Instruções do exercício >> Escreva a continuação do texto sobre a auto-estima na Psicologia, começando logo após a última frase apresentada.

Segmento de texto >>
A auto-estima é um conceito central para a Psicologia. Uma procura pela palavra auto-estima no motor de busca da ISI Web of Knowledge revela um total de aproximadamente cinquenta mil artigos publicados. Estes artigos abrangem um grande leque de áreas em psicologia como por exemplo estudos de aculturação (Berry & Sabatier, 2010), comportamento de risco (Backer-Fulghum, Patock- Peckham, King, Roufa, & Hagen, 2012) ou métodos de acompanhamento psicológico (Morton, Roach, Reid, & Stewart, 2012). De facto, a partir de finais dos anos 70 registou-se um crescimento de trabalho científico a investigar a forma como as pessoas se vêem a si mesmas. Foi com artigos como os publicados por Kuiper e Rogers (1979) ou Markus (1977) que a auto-estima começou a ser considerada como um constructo fundamental para o estudo da personalidade (para um resumo ver, Swann & Seyle, 2005).

Excerto dos dados >>
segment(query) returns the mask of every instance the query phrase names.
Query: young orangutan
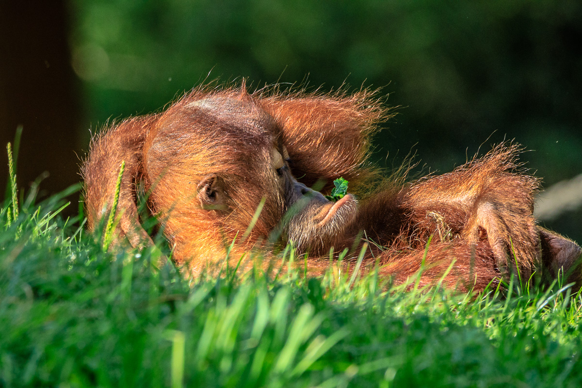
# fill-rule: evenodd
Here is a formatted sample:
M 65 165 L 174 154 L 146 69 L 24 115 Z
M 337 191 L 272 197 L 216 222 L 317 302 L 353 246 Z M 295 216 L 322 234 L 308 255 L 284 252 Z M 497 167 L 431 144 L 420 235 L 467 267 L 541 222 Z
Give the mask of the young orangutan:
M 200 87 L 164 112 L 113 124 L 94 141 L 83 169 L 89 228 L 108 216 L 125 161 L 118 235 L 134 246 L 151 241 L 136 205 L 141 181 L 151 191 L 151 211 L 163 220 L 172 258 L 193 275 L 223 260 L 233 240 L 235 264 L 278 237 L 308 252 L 309 270 L 318 273 L 332 248 L 341 252 L 364 237 L 374 243 L 365 259 L 379 260 L 381 273 L 396 283 L 424 262 L 421 285 L 446 273 L 448 286 L 480 291 L 510 273 L 527 281 L 534 271 L 553 278 L 561 269 L 579 287 L 580 248 L 536 225 L 538 180 L 517 169 L 515 146 L 498 146 L 451 173 L 411 184 L 385 181 L 370 193 L 378 176 L 367 164 L 370 138 L 389 116 L 365 90 Z M 326 182 L 325 192 L 340 176 L 361 199 L 349 194 L 332 202 L 309 188 Z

Resposta ao exercício >>
Esta evolução foi naturalmente acompanhada por avanços na forma de medir a auto-estima. Apesar da existência de diversas escalas e métodos, hoje em dia uma das medidas mais utilizadas é a escala de auto-estima geral de Rosenberg (1979). Esta escala tem sido utilizada sistematicamente em mais de 45 mil artigos segundo a ISI Web of Knowledge, abrangendo diversas áreas e tendo como objectivo medir a auto-estima enquanto traço de personalidade. No entanto, uma outra linha de investigação defende que o auto-conceito2 tem características estáveis (e portanto medidas através da escala de Rosenberg) mas também outras características maleáveis e adaptativas (Markus & Kunda, 1986) às quais as escalas de auto-estima geral não são sensíveis. De certa forma, o auto-conceito pode sofrer alterações momentâneas como por exemplo acontece quando um indivíduo se compara com alguém extremamente bem-sucedido. Nestes casos é possível sentir-se um certo contraste que inevitavelmente se traduz numa redução da auto-estima (Tesser, 1988).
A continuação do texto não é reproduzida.